→ **Requirements**: In full and without alteration, give the listing again.

→ **Supplied material**:
::::
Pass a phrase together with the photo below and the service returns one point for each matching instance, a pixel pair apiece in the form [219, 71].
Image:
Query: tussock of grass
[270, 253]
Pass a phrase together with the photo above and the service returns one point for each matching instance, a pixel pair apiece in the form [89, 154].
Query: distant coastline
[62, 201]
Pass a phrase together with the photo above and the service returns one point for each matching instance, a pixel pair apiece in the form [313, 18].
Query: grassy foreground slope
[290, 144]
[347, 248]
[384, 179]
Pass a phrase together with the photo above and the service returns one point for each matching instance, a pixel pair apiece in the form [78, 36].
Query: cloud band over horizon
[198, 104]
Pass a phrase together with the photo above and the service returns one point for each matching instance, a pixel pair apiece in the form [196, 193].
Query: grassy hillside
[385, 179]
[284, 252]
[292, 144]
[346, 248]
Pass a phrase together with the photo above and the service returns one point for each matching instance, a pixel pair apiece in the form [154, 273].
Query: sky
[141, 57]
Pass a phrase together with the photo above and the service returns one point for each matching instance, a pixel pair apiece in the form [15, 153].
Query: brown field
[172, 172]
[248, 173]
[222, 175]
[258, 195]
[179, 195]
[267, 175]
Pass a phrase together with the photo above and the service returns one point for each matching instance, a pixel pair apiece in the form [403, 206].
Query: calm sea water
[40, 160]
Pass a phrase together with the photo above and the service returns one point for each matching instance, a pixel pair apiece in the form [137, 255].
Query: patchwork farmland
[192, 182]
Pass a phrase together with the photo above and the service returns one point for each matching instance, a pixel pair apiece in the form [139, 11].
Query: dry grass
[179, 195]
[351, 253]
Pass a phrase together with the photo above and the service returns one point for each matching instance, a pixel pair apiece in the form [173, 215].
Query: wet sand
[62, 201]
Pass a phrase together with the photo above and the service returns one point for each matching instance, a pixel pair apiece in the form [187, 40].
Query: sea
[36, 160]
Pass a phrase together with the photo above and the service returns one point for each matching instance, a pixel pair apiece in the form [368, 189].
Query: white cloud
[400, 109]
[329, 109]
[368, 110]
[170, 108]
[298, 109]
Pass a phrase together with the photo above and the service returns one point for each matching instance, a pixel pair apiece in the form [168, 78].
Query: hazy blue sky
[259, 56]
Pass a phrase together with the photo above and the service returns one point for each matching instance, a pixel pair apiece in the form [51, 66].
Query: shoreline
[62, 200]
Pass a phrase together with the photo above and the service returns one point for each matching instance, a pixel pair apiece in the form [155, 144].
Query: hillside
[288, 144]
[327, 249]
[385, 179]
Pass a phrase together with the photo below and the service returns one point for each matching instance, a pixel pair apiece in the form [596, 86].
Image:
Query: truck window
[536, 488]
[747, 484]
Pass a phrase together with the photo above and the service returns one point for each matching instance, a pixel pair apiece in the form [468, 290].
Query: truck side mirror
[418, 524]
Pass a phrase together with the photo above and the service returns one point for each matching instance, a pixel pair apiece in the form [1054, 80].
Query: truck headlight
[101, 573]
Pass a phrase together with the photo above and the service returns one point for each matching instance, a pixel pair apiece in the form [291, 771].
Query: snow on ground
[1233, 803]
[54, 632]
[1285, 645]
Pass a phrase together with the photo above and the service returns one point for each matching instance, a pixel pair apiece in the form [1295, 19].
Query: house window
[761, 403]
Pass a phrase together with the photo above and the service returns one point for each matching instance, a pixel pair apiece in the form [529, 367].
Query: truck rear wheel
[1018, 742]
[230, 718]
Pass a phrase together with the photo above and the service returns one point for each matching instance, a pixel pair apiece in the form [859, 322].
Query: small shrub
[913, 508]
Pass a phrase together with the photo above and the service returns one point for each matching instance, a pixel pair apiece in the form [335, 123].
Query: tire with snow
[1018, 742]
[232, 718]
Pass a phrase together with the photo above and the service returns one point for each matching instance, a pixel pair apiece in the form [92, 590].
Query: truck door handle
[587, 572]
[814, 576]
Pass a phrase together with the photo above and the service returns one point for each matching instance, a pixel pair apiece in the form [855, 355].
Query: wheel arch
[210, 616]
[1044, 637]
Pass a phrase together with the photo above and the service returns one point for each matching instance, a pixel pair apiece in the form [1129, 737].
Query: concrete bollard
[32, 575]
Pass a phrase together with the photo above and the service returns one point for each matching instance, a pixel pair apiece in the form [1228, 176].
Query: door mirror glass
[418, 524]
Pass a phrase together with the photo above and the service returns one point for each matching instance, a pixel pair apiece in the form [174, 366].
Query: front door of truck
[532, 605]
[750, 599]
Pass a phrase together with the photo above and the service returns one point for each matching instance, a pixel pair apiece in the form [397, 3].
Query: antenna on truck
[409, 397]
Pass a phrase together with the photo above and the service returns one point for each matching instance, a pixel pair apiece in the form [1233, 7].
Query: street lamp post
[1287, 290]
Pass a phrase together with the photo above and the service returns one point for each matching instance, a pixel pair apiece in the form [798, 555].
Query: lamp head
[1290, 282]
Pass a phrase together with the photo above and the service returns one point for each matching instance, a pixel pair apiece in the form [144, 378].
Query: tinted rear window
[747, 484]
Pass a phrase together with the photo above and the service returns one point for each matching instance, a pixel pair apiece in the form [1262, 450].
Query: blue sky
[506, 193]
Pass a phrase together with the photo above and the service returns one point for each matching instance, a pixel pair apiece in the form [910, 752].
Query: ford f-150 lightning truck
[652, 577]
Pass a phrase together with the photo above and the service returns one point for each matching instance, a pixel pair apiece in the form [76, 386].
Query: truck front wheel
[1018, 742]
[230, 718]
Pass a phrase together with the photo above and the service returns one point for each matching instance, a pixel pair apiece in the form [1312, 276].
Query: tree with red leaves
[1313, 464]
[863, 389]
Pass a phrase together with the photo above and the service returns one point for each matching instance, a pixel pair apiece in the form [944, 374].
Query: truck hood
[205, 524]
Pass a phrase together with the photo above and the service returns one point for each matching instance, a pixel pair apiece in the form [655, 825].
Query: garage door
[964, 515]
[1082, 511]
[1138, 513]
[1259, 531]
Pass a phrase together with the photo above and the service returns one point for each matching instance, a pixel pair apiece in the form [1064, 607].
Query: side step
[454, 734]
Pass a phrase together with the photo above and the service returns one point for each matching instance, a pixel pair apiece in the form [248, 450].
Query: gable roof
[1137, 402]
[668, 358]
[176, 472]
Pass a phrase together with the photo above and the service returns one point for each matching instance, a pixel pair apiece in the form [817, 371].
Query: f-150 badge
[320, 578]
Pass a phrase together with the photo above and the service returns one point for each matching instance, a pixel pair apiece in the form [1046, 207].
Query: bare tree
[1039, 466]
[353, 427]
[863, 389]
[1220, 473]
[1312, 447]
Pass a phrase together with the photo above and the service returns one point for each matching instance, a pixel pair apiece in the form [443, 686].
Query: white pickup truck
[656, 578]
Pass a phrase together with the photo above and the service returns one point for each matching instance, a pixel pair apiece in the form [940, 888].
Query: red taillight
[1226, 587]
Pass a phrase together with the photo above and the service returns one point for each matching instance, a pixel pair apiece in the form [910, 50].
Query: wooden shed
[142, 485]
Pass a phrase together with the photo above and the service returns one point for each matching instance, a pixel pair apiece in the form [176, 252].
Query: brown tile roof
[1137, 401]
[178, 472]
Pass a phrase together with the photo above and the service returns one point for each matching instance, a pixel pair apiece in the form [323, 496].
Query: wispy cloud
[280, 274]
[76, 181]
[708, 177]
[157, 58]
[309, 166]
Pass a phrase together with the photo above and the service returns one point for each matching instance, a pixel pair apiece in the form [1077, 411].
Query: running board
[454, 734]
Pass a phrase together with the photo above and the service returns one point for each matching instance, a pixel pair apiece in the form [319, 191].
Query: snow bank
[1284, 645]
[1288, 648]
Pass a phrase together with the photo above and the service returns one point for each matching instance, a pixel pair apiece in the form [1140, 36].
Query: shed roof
::::
→ **Task response**:
Pass a phrase together with the photo below and the service returns one point for each matching instance, a pixel pair apiece in the form [219, 71].
Image:
Query: tussock of grass
[270, 253]
Pass a phrase together with the photo above and the service returns one point for each matching instance, a pixel pair apiece in the form [89, 154].
Query: distant coastline
[62, 201]
Pass a phrase together with the photo above and the service returns one point for each matching instance, a pixel pair apiece in the form [313, 18].
Query: grassy foreground slope
[290, 144]
[347, 248]
[384, 179]
Pass a phrase together with the photo above and the service returns one point for each matching instance, a pixel pair apiece in the form [78, 36].
Query: cloud band over horizon
[198, 104]
Pass a phrase together with the photo above and the service returns one point for each matching instance, a pixel pair apiece in the form [196, 193].
Query: grassy hillside
[385, 179]
[284, 252]
[292, 144]
[346, 248]
Pass a phrase together with the photo above and the service returns one point for each matching instance, a pixel pair apiece in the form [154, 273].
Query: sky
[141, 57]
Pass a phrase together with the photo above and the service returns one point for each matching instance, a pixel pair apiece in the form [15, 153].
Query: brown field
[172, 172]
[248, 173]
[222, 175]
[258, 195]
[179, 195]
[267, 175]
Pass a phrase together with the photo above and the service returns one point for each matching instance, a pixel pair apiece in the form [403, 206].
Query: calm sea water
[40, 160]
Pass a phrase together with the photo above and the service returns one point for each matching instance, a pixel pair apiece in the form [137, 255].
Query: patchwork farmland
[192, 182]
Pass a phrase together with the photo above and the service returns one point for each matching instance, a pixel pair apiece in the form [139, 11].
Query: dry grass
[179, 195]
[351, 253]
Pass a phrase together with the photo above and the service returns one point for each matching instance, a pixel pair apiece in the form [173, 215].
Query: wet sand
[62, 201]
Pass a phrase together with the photo above and the service returns one point for each matching instance, a pixel pair apiece in the form [187, 40].
Query: sea
[36, 160]
Pass a phrase together with the photo above and the service returns one point for each matching instance, a pixel pair apiece in the form [368, 189].
Query: white cloud
[400, 109]
[329, 109]
[368, 110]
[170, 108]
[298, 109]
Pass a phrase together with the photo above and the service returns one point for each matching instance, a pixel pair apiece in the form [168, 78].
Query: hazy blue sky
[259, 56]
Pass a phrase together with the photo above and the service returns one point for each matching instance, a pixel pair apiece in the form [51, 66].
Query: shoreline
[62, 200]
Pass a phrase together with the photo above and the service returns one point for each matching instance, a pixel pair apiece in the form [155, 144].
Query: hillside
[288, 144]
[327, 249]
[385, 179]
Pass a phrase together with the photo below and the service returns one point for each matching instance, a pixel pair apiece in the form [596, 86].
Image:
Query: truck window
[536, 488]
[747, 484]
Pass a phrase together with the photo above and the service returns one point for each matching instance, a pixel pair apiece in the form [468, 290].
Query: truck side mirror
[418, 524]
Pass a phrase together with the photo above and the service returns one point for each matching instance, a pixel pair apiece in the form [1054, 80].
Query: truck headlight
[101, 573]
Pass a phrase together with the photo above and the service returns one point for each matching instance, a pixel pair apiece in the form [291, 771].
Query: snow on ground
[1233, 803]
[54, 632]
[1285, 645]
Pass a phrase together with the photo above and the service returns one point for each matching instance, a pixel pair apiece in the form [1295, 19].
Query: house window
[761, 403]
Pass a phrase together with the photo above and the service returns one point for each matching instance, a pixel pair apiece in the form [529, 367].
Query: truck rear wheel
[1018, 742]
[230, 718]
Pass a phrase together with the photo above and the service returns one point for each matching instance, a pixel pair apiece in the form [859, 322].
Query: small shrub
[913, 508]
Pass a phrase together with the photo above and the service returns one point for each matching instance, a pixel pair apiece in the form [335, 123].
Query: tire with snow
[1018, 742]
[232, 718]
Pass a phrase together with the photo above and the service returns one point for each matching instance, a pixel pair apiece in the form [92, 590].
Query: truck door handle
[587, 572]
[814, 576]
Pass a phrase together with the photo above and the service returns one point for each matching instance, a pixel pair apiece in the form [855, 355].
Query: wheel arch
[210, 616]
[1044, 637]
Pass a phrase together with the photo above and the service returns one point for each matching instance, a pixel pair apiece in the form [1129, 737].
Query: concrete bollard
[32, 575]
Pass a phrase together with the photo above and the service returns one point for each matching instance, a pixel pair apiece in the form [1228, 176].
Query: door mirror glass
[418, 524]
Pass a phrase together with the photo above and the service returns one point for each matching instance, a pixel pair apiece in the form [174, 366].
Query: front door of truck
[532, 605]
[750, 599]
Pass a phrase together with the photo above and the service returns one point for each matching instance, a pixel pair apiece in the form [397, 3].
Query: antenna on truck
[409, 397]
Pass a phrase together with the photo above and the service returns one point for each matching instance, a pixel pair apiece in the form [1233, 7].
Query: street lamp post
[1287, 290]
Pass a phrase together with the photo above and the service returns one point for each matching instance, a pixel pair apiece in the form [798, 555].
Query: lamp head
[1290, 282]
Pass a phrase together with the photo above and the service returns one point for each matching instance, a pixel pair apiece in the form [144, 378].
Query: tinted rear window
[747, 484]
Pass a phrase together with the photo above and the service returns one point for each matching instance, a pixel pair apiece in the form [1262, 450].
Query: blue sky
[506, 193]
Pass a phrase together with the photo above and the service returns one point for each matching instance, a pixel pair apiece in the form [910, 752].
Query: ford f-150 lightning truck
[652, 577]
Pass a phrase together with the photo above and the service returns one point for each matching instance, a pixel pair apiece in the form [76, 386].
Query: truck front wheel
[1018, 742]
[230, 718]
Pass a phrase together with the photo above and the service returns one point for each matching instance, a pixel pair apiece in the form [1312, 276].
Query: tree with red leaves
[1313, 464]
[863, 389]
Pass a phrase together with the photo above and the service returns one point for each matching instance, a pixel pair apiece in the form [944, 374].
Query: truck hood
[205, 524]
Pass a phrase together with the photo above and the service returns one point for each matching instance, a pixel pair apiece in the form [655, 825].
Query: garage door
[964, 515]
[1082, 511]
[1138, 513]
[1259, 531]
Pass a phrase together with the photo above and the service returns one point for each matching instance, a pixel pair apiece in the form [1064, 607].
Query: side step
[454, 734]
Pass a phrase together with the photo above and the service returns one point for each matching instance, a pixel pair apiece in the form [248, 450].
Query: gable roof
[1137, 402]
[668, 358]
[176, 472]
Pass a phrase together with the photo above and the service returns one point for each matching instance, a pixel pair apiece in the form [817, 371].
Query: f-150 badge
[320, 578]
Pass a phrase together with the photo above and the service returns one point for each matching instance, a pixel pair apiece in the form [1046, 207].
Query: bare tree
[1039, 466]
[353, 427]
[863, 389]
[1220, 473]
[1312, 447]
Pass a phrase together with the photo above and the service returns one point for each matching instance, a pixel pair apiece in the form [443, 686].
Query: white pickup truck
[656, 578]
Pass a phrase together with the photo above and the service returns one point for each matching instance, a pixel pair apiece in the form [940, 888].
Query: red taillight
[1226, 587]
Pass a phrase together with the photo above and the service returns one point for each matching instance, a pixel pair apiece in the form [910, 50].
Query: wooden shed
[142, 485]
Pass a phrase together with the photo above and the service returns one point for each matching instance, a pixel pair apiece in the form [176, 252].
Query: brown tile roof
[1137, 401]
[178, 472]
Pass a phrase together with the photo above and the service returns one point for each matching instance, a pixel pair apiece in the form [323, 496].
Query: wispy cloud
[280, 274]
[76, 181]
[708, 177]
[157, 58]
[309, 166]
Pass a phrase together with the photo above and the service returns one point for each matching instance, a pixel pair apiece in the form [1077, 411].
Query: running board
[454, 734]
Pass a phrase together with the photo above and the service returns one point for each matching instance, a pixel pair apiece in the form [319, 191].
Query: snow bank
[1284, 645]
[1288, 648]
Pass a phrase together with the photo above and the service returns one point for each matching instance, a pixel pair apiece in the form [1140, 36].
Query: shed roof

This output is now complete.